(Beginning of Quoted passage)

/beataml2.0_svm

SVM analysis of the BeatAML 2.0 RNASeq dataset.

Primary LanguageHTMLApache License 2.0Apache-2.0

BeatAML2.0_SVM

This repository contains the code and presentation for my personal course project in STAT5353 at the University of Dallas.

I anm not affiliated with the BeatAML2.0 project.

Project Description

The project is a machine learning project that uses the BeatAML2.0 dataset to predict the 12-month survival of patients with acute myeloid leukemia (AML) using a support vector machine (SVM) model. The dataset contains gene expression data, and clinical outcome data for 571 patients with AML. The project uses the gene expression data and drug response data to predict the 12-month survival of the patients.

See my project proposal for more details.

(End of Quoted passage)
(Beginning of Data)

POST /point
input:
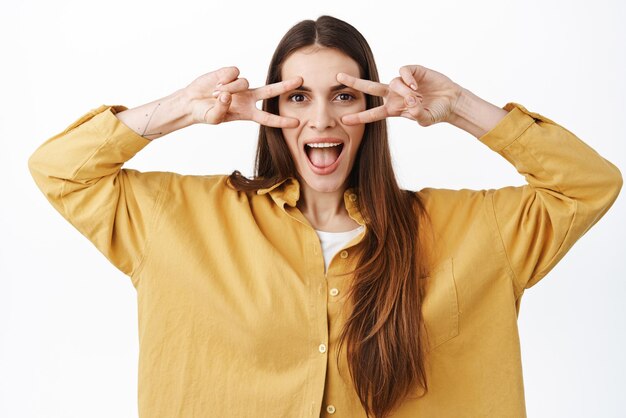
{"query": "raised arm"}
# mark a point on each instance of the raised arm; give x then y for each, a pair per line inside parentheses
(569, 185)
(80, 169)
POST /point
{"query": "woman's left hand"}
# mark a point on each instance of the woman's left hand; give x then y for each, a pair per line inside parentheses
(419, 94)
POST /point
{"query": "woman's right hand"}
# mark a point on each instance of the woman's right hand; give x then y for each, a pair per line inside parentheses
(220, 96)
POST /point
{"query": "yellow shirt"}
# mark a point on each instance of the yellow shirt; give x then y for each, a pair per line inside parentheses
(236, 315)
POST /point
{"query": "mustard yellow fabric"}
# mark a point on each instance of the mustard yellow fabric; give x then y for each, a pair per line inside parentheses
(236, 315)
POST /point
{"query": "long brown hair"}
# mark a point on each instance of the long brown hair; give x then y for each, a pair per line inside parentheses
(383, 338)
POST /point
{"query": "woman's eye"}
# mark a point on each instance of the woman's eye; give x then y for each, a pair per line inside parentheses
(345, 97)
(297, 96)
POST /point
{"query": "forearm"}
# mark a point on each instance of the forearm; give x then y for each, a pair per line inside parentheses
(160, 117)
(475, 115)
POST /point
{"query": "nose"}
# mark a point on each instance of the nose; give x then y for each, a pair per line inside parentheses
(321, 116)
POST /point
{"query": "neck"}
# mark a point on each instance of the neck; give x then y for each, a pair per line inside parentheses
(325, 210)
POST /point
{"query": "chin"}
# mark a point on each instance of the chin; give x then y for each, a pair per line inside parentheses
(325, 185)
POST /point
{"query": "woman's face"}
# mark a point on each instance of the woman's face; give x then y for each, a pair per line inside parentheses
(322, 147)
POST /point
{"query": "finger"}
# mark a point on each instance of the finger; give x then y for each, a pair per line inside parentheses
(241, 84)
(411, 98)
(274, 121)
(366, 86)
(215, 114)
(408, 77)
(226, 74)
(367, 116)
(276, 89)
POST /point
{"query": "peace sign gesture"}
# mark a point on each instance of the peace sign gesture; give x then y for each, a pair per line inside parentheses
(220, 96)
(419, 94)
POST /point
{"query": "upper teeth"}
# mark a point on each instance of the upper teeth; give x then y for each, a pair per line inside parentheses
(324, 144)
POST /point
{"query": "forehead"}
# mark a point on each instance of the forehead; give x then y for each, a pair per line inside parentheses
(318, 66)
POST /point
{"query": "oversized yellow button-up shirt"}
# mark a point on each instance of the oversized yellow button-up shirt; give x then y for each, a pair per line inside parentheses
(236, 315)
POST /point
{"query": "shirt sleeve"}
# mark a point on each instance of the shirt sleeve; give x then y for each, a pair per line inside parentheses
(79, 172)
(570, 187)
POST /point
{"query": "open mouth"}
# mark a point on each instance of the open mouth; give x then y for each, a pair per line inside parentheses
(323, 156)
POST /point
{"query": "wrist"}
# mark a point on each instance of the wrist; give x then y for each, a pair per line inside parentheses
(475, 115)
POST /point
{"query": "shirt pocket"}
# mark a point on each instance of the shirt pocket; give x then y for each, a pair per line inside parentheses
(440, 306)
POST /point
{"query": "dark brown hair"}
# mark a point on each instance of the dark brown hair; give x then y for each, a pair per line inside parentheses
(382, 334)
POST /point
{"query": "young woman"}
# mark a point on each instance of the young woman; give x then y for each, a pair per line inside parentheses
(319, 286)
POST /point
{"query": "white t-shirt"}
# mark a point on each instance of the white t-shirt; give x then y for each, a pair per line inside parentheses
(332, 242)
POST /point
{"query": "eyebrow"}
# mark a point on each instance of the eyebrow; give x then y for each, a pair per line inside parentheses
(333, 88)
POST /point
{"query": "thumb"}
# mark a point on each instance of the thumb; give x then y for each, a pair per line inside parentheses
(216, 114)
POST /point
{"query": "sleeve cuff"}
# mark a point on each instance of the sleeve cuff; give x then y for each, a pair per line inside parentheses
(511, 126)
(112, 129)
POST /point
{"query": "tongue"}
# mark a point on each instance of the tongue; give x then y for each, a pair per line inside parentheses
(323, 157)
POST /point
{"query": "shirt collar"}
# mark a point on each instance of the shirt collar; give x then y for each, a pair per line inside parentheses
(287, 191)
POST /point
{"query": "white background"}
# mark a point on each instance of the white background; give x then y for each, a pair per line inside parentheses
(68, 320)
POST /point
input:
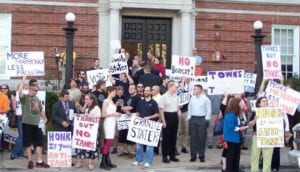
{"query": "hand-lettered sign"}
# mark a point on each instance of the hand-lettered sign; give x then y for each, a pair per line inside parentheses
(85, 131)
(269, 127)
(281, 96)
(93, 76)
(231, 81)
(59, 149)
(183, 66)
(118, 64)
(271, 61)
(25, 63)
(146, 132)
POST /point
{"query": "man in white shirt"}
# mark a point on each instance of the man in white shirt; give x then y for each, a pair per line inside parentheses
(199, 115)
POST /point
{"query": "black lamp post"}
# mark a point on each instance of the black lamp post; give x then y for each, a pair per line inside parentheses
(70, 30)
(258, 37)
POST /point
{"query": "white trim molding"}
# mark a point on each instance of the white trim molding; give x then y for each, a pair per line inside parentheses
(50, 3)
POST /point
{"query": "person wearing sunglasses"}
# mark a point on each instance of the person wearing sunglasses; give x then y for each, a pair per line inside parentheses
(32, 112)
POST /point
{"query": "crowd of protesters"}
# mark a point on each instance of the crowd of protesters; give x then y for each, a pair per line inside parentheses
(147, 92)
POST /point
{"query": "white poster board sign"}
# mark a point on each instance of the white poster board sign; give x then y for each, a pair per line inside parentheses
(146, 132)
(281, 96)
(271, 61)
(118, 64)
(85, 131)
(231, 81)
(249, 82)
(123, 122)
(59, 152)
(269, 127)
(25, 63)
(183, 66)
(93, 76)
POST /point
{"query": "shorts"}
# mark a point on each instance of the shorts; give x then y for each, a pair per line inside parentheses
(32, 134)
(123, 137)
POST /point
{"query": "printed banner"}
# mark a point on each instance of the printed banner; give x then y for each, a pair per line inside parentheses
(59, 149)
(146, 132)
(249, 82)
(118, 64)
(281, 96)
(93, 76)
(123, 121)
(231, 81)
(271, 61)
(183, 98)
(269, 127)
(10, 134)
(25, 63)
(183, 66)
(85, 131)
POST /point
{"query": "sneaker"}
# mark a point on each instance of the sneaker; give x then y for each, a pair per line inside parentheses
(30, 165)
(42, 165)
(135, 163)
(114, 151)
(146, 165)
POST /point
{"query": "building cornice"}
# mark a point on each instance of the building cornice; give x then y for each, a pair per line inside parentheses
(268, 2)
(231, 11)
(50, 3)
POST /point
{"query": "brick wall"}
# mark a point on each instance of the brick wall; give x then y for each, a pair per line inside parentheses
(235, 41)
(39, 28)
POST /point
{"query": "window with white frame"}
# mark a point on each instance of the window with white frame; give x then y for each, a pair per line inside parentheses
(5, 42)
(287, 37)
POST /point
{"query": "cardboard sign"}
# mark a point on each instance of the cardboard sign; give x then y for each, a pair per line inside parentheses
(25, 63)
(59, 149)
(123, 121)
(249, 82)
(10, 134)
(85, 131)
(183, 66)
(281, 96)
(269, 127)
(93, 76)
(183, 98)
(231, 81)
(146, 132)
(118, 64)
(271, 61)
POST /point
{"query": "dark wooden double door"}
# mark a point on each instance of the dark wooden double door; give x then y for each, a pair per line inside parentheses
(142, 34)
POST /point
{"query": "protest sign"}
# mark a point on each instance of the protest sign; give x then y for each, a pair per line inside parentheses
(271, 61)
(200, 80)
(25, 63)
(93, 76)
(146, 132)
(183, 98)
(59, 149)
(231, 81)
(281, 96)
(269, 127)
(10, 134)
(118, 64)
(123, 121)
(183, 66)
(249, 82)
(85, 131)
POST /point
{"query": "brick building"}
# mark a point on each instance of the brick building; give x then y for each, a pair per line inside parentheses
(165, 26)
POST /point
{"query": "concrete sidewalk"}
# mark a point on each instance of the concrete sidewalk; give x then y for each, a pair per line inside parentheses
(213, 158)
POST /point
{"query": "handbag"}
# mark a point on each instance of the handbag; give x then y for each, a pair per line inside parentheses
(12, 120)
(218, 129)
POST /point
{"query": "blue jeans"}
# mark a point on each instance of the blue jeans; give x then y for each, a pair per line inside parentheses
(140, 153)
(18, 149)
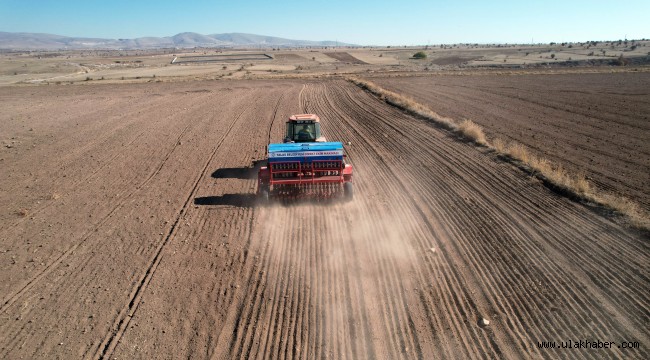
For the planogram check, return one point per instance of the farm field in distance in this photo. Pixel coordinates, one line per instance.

(End of Data)

• **Problems and tasks**
(a) From the repository page, output the passage that starts with "I anm not affiliated" and goes on through "for more details.".
(b) List every kind of data named in the project description on the repository page.

• **Results for the exercise**
(a)
I anm not affiliated with the BeatAML2.0 project.

Project Description

The project is a machine learning project that uses the BeatAML2.0 dataset to predict the 12-month survival of patients with acute myeloid leukemia (AML) using a support vector machine (SVM) model. The dataset contains gene expression data, and clinical outcome data for 571 patients with AML. The project uses the gene expression data and drug response data to predict the 12-month survival of the patients.

See my project proposal for more details.

(b)
- Gene expression data
- Clinical outcome data
- Drug response data